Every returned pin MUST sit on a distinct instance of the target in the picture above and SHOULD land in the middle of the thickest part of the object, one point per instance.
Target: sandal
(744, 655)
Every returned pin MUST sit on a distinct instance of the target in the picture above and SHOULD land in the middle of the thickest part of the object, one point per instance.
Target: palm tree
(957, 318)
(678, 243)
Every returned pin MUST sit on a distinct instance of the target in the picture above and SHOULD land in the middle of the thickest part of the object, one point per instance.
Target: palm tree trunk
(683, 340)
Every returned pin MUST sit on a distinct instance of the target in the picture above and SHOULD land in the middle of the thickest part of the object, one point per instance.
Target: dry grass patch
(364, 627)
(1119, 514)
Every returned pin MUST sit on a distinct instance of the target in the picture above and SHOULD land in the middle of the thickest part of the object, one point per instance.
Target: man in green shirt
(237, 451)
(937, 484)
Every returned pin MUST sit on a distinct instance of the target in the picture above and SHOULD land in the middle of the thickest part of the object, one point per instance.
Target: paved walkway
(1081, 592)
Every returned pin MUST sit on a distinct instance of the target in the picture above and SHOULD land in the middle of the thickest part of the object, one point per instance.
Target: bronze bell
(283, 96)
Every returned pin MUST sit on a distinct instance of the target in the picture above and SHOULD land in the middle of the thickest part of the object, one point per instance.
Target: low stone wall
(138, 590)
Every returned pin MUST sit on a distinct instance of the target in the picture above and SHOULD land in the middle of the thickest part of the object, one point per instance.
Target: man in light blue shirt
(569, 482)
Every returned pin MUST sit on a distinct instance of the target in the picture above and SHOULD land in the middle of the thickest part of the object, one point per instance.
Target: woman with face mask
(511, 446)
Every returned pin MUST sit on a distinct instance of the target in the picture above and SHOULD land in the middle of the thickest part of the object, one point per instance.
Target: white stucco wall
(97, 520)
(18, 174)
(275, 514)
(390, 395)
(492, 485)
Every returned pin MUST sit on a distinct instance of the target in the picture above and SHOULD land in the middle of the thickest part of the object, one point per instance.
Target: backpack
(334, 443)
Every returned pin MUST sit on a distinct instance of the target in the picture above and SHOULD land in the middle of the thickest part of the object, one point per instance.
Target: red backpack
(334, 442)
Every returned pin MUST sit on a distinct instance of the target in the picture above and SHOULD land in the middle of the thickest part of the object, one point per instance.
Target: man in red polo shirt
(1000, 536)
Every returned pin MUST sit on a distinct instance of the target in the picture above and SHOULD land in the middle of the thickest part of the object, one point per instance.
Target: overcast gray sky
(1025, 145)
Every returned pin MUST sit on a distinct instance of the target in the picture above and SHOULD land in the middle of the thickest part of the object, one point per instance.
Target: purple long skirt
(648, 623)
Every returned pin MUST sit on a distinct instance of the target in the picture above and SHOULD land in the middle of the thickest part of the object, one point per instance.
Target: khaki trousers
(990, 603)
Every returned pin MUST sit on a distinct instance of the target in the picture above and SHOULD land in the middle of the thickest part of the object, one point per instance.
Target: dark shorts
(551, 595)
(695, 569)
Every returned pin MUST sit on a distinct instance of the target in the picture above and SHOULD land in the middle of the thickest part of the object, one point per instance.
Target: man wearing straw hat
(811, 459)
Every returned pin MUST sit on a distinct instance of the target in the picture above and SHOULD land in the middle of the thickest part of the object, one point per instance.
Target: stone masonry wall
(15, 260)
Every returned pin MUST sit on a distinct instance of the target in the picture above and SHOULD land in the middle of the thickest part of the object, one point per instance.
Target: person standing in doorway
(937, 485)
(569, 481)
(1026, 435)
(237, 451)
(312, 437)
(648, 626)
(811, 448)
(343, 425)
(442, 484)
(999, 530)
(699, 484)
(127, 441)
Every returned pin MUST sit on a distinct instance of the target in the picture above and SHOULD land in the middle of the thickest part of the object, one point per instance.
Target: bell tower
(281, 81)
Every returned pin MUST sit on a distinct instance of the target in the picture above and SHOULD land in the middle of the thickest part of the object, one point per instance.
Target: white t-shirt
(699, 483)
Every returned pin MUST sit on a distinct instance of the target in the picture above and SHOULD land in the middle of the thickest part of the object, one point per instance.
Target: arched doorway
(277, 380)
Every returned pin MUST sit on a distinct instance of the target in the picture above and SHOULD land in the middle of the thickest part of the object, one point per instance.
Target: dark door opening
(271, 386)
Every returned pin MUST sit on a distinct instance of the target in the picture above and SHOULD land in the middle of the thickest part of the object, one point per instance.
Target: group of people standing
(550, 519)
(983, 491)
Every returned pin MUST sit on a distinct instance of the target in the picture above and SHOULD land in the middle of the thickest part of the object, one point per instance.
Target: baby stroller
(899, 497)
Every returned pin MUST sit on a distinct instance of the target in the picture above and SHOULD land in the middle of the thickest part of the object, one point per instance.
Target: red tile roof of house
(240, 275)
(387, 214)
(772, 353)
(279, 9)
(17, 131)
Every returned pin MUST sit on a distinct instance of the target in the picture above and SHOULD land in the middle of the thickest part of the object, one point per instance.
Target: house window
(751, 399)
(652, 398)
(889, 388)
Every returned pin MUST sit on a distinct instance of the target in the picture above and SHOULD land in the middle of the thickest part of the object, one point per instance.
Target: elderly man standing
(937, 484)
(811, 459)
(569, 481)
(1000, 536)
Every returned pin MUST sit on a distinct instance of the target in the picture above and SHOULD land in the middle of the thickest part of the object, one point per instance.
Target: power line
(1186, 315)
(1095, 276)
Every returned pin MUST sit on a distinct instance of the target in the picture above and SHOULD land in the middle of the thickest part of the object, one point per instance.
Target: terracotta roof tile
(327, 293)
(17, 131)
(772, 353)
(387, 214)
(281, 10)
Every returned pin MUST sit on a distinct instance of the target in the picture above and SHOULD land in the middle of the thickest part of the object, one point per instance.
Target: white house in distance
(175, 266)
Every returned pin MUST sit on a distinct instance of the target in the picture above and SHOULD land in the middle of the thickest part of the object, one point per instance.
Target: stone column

What you need to do.
The whole listing, restated word for word, is the expected answer.

Exercise answer.
Every returned pin MUST sit on a distinct instance of the target in the picture above and SHOULD land in the middle of the thickest part of the object, one point per instance.
Target: sandal
(744, 655)
Every returned pin MUST sit on a distinct instance of the target in the picture above and SHOULD land in the middle of the thickest part of the object, one point per instance.
Target: palm tree
(957, 318)
(678, 243)
Every returned pin MUST sit on a distinct instance of the target in the picture above and SHOULD land in the middle of the thickest part of the object, one point per instance.
Target: palm tree trunk
(683, 340)
Every returned pin MUST sit on a distinct instance of the target in the picture above and SHOULD land in the middle of the thickest part of the object, one point per instance.
Target: dry grass patch
(364, 627)
(1119, 514)
Every returned pin MUST sit on a distinct instance of the target in the picture above and SHOULD land in the middle of the thickest part of the object, one point per instance.
Target: man in green shirt
(237, 451)
(937, 484)
Every returned pin MUST sit on a distinct instance of the target in the picture above and SHOULD land in the middle of the thickest part of the object, one point per instance.
Target: paved walkway
(1081, 592)
Every returned pin MUST sit on a distinct instance of the target in the picture above and SHOULD land in the middle of the thickest part of the object, one point per instance.
Target: bronze bell
(283, 96)
Every returned pin MUST sit on a distinct instance of the target in the picture above and SHOULD land in the middle of the thickest part of the object, one point per instance.
Target: low stone wall
(138, 590)
Every returned pin MUST sit on a distinct instance of the target in the picture above and SHOULD land in the middle of the thickest part of the object, one point per instance.
Target: man in light blue shirt
(569, 482)
Every returned pin MUST sit on a distinct instance of the target in the picture above and SHOULD land in the middle of the thickest part of the object, one point per instance.
Target: woman with face mask
(511, 446)
Every returned pin MUST sit on a distinct instance of the target in the picture above and SHOULD land in the middle of the thickest part of the object, one point per instance.
Target: white stucco wall
(97, 520)
(18, 174)
(275, 514)
(390, 395)
(492, 485)
Every returned pin MUST sit on a distinct instance of the target in the picture above and SHOULD land in the middle of the thickest part of the object, one point per instance.
Target: backpack
(334, 443)
Every returned pin MUST sit on a distinct instance of the target in the picture above and SHOULD land in the middle of the thickest part of the object, one point per instance.
Target: red backpack
(334, 442)
Every returned pin MUST sit on a distinct instance of the target in the picture above and SHOULD land in the middle of the thickest part of the object, one point per instance.
Target: man in red polo shirt
(1000, 536)
Every returned pin MUST sit on a distinct instance of the target in the picture above and SHOULD land in the middle of the thickest part of the object, one point per instance.
Target: overcast gray sky
(1025, 145)
Every returned pin MUST sit on a distinct instance of the target in the picture above and SHOULD land in the middle of the thickest part of the object, one point per instance.
Target: purple long skirt
(648, 623)
Every returned pin MUST sit on a distinct instance of the target in the picture above and SHOULD land in the middle of the thickest part of the object, one point per instance.
Target: khaki trousers
(990, 603)
Every returned pin MUST sit on a distinct instance of the target in the picture above and SHOULD land in the middle of the thickest part of the object, one point per instance.
Target: dark shorts
(551, 595)
(695, 569)
Every returned pin MUST sit on a distinct instance of the target in the picture above and SHOULD land in the middle of the thickest part of the object, one point per instance.
Target: man wearing straw hat
(811, 459)
Every returned pin MUST sit on a distinct instance of the target in the picture above and SHOULD land in the middle of the thickest part of the object, one point per instance.
Target: stone masonry wall
(15, 260)
Every returned pin MUST sit on a distinct instance of the target in the picture above and SHOULD land in the middle of the thickest part of the object, one point per instance.
Target: person standing in doorway
(937, 485)
(569, 481)
(1026, 435)
(237, 451)
(312, 437)
(648, 626)
(811, 448)
(343, 425)
(442, 484)
(999, 530)
(699, 484)
(127, 441)
Every returned pin MUST sit on a distinct instance of the target in the picture above and SHOULD land in the middle of the thickest part of the object, one point per instance.
Target: bell tower
(281, 81)
Every returned pin MUST sit on a distinct instance of the target in the picture above and SHOULD land in the middle of the thickest part of the object, one point per instance.
Target: white t-shirt
(699, 483)
Every returned pin MUST sit on a distinct instance of the target in the picture above and SHOULD land in the middle of the thickest part of the object, one point per instance.
Target: arched doorway
(277, 380)
Every returned pin MUST sit on a distinct instance of the target in the picture above and SHOULD land in the middle of the thickest part of the object, one point per instance.
Target: dark door opening
(271, 386)
Every returned pin MUST sit on a distinct instance of the target in the picture above and SHOULD land in the middle of the thickest part of the object, one point per instance.
Target: group of people standing
(550, 519)
(983, 491)
Every returned pin MUST sit on a distinct instance of the target in the picture above and SHOULD land in the middle of the thickest part of the object, one point per instance.
Target: baby stroller
(899, 497)
Every returned pin MUST sit on a distinct instance of the target in the picture above and SHOULD land in the middle of the thickest part of the object, one point per instance.
Target: red tile roof of house
(240, 275)
(387, 214)
(772, 353)
(279, 9)
(17, 131)
Every returned pin MUST sit on a distinct instance of the target in the picture above and SHOULD land in the middle of the thickest part of the object, one point per instance.
Target: house window
(751, 399)
(652, 398)
(889, 388)
Every returned pin MUST sit on a distinct instance of the target in the picture above and SHOULD land in the middle of the thickest part of the object, one point per instance.
Target: elderly man standing
(937, 484)
(811, 459)
(569, 481)
(1000, 536)
Every returned pin MUST sit on a distinct instance of the target in the picture above and SHOULD land in the middle of the thickest part of the object, one point per instance.
Target: power line
(1186, 315)
(1095, 276)
Every returned pin MUST sit on a distinct instance of the target in the picture above and SHOULD land in the middle of the thickest part of the object, one point per instance.
Target: terracotta roof tile
(327, 293)
(17, 131)
(772, 353)
(387, 214)
(281, 10)
Every returned pin MUST sit on a distinct instance of the target in the picture above and SHOULD land in the middle of the thickest part of the object, one point per instance.
Target: white house in distance
(175, 266)
Every returned pin MUST sit on a distinct instance of the target in the picture above and SHOULD land in the middle of the thickest part of the object, one point per instance.
Target: stone column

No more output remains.